> 所给材料:
____
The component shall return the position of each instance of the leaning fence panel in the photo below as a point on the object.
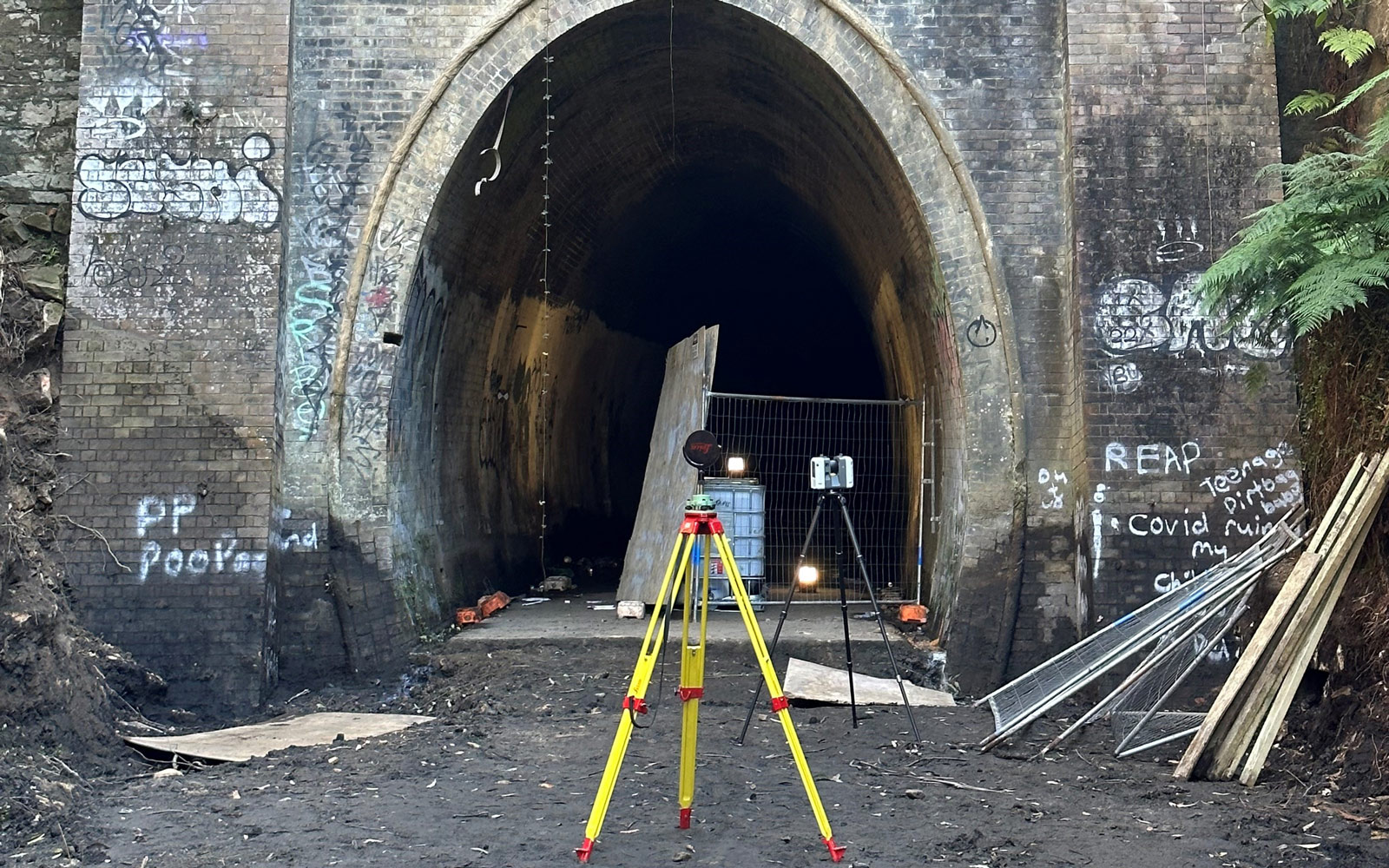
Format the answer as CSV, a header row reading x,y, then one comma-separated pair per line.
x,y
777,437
____
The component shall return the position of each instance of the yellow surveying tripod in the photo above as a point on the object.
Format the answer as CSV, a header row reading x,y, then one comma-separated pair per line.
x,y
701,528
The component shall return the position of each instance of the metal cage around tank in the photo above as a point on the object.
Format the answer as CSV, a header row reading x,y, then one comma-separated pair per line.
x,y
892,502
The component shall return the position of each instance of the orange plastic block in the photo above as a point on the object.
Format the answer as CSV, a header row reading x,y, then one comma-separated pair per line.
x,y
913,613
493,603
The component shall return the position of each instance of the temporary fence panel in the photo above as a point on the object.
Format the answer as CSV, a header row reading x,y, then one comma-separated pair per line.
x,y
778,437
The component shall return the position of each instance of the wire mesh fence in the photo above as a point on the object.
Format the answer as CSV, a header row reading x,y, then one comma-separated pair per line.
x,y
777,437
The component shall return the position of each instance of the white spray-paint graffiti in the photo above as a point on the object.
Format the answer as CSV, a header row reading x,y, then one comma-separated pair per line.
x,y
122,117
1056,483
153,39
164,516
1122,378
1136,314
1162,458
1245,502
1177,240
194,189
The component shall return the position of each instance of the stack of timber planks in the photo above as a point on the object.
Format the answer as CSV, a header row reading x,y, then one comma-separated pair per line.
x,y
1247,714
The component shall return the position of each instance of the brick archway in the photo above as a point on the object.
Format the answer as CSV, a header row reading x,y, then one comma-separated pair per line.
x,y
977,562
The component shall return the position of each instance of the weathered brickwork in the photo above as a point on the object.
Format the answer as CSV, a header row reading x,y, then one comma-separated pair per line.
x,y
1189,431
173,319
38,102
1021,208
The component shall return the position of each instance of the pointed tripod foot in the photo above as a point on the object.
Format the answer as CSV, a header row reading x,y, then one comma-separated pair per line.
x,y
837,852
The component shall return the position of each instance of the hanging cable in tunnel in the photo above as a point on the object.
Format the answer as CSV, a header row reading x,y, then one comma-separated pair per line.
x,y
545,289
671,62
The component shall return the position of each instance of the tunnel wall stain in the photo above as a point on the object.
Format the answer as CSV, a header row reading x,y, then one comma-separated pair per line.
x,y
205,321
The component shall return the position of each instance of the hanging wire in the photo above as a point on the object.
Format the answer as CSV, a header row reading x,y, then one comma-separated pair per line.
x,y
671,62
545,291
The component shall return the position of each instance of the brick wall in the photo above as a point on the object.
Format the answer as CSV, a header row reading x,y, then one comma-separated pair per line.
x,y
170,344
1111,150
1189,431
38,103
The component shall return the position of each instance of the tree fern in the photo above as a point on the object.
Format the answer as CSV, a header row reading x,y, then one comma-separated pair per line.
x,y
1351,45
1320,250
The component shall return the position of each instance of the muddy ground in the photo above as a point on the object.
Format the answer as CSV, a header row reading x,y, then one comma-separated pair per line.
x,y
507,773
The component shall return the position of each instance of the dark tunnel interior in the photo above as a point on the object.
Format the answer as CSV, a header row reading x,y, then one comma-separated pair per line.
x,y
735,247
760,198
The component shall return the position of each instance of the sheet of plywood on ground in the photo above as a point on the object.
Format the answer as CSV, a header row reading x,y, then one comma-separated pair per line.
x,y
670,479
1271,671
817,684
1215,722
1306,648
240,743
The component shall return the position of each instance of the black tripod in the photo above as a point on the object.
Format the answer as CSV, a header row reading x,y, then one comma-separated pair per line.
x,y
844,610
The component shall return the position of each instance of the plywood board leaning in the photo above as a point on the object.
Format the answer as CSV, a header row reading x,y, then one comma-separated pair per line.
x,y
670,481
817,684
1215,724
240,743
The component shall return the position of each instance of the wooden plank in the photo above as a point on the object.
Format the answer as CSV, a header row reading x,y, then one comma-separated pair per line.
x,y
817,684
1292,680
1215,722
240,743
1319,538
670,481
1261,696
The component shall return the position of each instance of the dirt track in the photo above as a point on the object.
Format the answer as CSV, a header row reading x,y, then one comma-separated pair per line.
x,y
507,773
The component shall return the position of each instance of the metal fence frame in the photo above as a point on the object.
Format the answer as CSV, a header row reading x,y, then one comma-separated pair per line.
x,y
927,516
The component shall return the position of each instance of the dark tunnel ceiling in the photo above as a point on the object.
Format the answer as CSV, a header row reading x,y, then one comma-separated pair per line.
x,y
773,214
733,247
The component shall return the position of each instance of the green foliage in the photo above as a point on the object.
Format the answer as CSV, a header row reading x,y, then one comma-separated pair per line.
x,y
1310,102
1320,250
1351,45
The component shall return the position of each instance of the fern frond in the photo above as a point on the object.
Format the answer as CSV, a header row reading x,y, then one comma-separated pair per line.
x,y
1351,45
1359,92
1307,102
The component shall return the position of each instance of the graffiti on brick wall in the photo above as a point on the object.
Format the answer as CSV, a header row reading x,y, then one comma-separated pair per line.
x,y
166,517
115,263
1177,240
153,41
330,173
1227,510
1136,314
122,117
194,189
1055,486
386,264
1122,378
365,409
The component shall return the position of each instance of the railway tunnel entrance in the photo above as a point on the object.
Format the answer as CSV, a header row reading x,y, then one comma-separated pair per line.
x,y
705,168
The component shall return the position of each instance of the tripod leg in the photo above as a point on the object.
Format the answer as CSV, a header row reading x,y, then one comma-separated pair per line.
____
> 任务要求: 汇总上述条目中含有字符串“panel”的每一行，原样照录。

> 练习答案:
The component shall return the position of each instance of the leaning fence panel in the photo below as a point on the object.
The component shall return the position of each instance of the temporary fence panel in the photo above as a point on the object.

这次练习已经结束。